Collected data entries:
----------------

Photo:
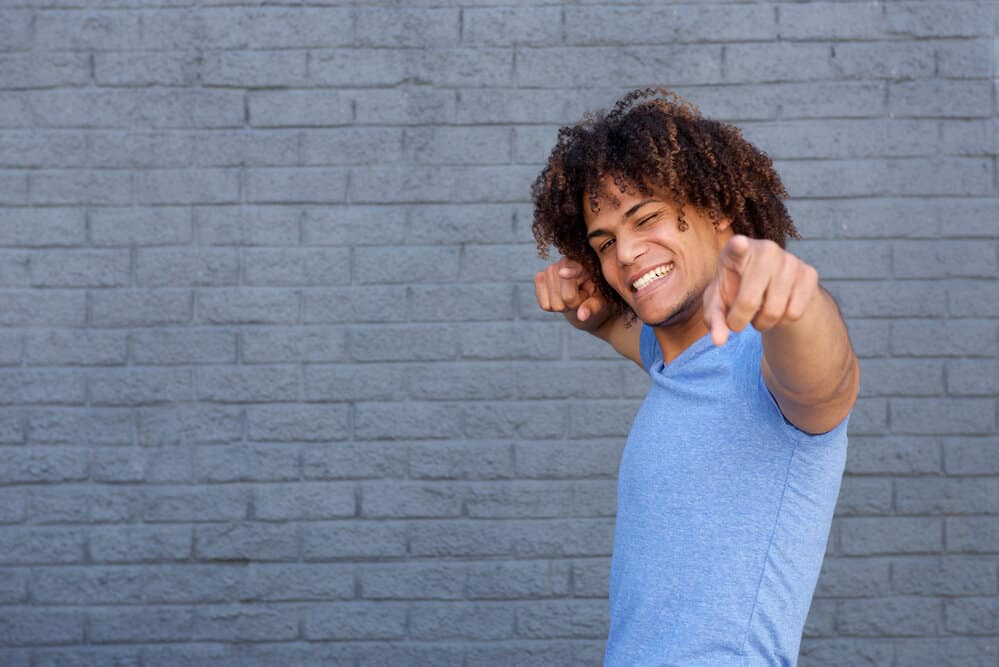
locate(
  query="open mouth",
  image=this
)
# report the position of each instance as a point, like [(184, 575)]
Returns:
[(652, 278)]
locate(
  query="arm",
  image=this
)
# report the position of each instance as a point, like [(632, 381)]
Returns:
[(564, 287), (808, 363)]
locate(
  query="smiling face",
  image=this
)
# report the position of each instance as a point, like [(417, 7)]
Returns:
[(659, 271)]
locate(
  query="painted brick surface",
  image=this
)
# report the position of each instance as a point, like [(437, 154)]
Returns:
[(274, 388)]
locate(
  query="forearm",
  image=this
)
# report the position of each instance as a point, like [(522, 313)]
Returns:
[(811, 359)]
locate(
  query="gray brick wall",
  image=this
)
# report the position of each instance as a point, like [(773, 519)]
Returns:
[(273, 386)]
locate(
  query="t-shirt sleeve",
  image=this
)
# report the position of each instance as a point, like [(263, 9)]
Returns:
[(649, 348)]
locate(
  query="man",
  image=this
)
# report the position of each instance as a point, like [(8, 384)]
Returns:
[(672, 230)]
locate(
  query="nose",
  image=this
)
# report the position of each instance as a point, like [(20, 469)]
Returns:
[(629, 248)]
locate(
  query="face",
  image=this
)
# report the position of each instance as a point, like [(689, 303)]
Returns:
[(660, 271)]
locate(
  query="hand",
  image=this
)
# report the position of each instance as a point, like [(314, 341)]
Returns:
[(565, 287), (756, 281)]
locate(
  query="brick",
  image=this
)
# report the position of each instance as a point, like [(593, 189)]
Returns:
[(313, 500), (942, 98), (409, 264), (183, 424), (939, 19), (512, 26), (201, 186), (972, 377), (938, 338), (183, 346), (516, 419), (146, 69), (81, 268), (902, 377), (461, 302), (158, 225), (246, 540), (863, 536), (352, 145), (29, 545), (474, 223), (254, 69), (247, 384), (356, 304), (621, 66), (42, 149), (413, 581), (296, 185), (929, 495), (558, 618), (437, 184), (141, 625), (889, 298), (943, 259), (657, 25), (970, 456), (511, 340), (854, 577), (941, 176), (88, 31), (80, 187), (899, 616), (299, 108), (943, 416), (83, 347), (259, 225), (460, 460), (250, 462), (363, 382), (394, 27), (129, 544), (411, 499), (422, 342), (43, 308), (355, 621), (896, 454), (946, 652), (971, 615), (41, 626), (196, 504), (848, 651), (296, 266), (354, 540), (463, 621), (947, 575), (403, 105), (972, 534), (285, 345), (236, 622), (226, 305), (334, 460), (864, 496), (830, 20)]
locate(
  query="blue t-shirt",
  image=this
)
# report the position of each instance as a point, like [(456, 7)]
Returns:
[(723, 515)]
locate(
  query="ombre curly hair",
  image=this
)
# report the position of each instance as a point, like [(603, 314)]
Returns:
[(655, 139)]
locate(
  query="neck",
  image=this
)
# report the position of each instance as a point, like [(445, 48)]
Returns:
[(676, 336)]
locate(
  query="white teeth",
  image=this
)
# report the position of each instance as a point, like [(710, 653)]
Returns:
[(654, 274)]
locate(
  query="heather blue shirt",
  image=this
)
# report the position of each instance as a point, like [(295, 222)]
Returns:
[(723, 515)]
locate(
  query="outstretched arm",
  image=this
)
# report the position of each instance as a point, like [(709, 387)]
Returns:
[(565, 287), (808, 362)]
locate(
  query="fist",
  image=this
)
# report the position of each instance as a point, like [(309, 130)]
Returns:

----------------

# [Task]
Reproduce the stretch of the records from the start through the line containing "[(659, 271)]", requests included, with every point coordinate in the answers multiplied by 0.25 and rounded to a whole number, halves rounded up. Leave the pictures out.

# [Solution to this problem]
Photo:
locate(
  query="open mouth",
  image=this
)
# report the position of each instance as a point, like [(184, 575)]
Returns:
[(163, 70)]
locate(
  query="arm",
  image=this
)
# report the position of each instance as a point, like [(632, 381)]
Returns:
[(141, 72), (202, 91)]
locate(
  query="smiling face",
  image=this
)
# report the position of each instance as a point, like [(417, 7)]
Returns:
[(165, 68)]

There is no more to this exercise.